> _TO DO_: What you return must be the lines of the data that hold the word "Target".

Dataset entries
---

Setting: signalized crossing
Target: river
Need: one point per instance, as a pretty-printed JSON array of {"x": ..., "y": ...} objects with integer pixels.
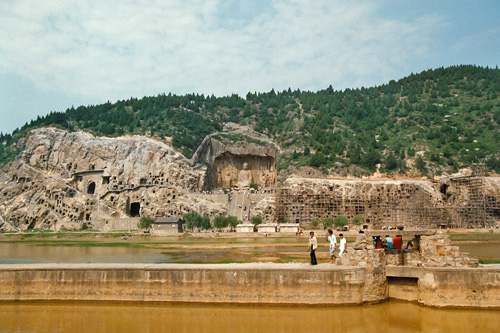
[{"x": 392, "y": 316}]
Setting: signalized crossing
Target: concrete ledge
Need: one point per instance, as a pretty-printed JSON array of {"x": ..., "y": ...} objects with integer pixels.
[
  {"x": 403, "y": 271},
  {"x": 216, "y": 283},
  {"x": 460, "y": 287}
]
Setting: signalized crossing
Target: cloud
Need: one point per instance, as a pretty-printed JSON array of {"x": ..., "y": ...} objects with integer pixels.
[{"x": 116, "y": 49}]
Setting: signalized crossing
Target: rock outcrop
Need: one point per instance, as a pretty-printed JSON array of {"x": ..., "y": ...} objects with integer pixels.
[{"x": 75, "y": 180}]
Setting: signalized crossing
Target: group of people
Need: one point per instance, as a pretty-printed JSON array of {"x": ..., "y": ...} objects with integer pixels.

---

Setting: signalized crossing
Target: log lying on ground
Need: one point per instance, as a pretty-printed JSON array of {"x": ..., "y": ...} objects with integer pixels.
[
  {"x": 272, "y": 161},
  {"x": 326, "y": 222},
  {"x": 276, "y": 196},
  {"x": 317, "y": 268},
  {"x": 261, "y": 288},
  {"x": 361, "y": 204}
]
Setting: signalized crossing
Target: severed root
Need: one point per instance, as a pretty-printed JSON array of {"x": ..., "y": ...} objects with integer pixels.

---

> _SOLUTION TO THE PROBLEM_:
Target: river
Target: concrete ledge
Target: cloud
Target: rock outcrop
Target: group of people
Target: log lying on ground
Target: severed root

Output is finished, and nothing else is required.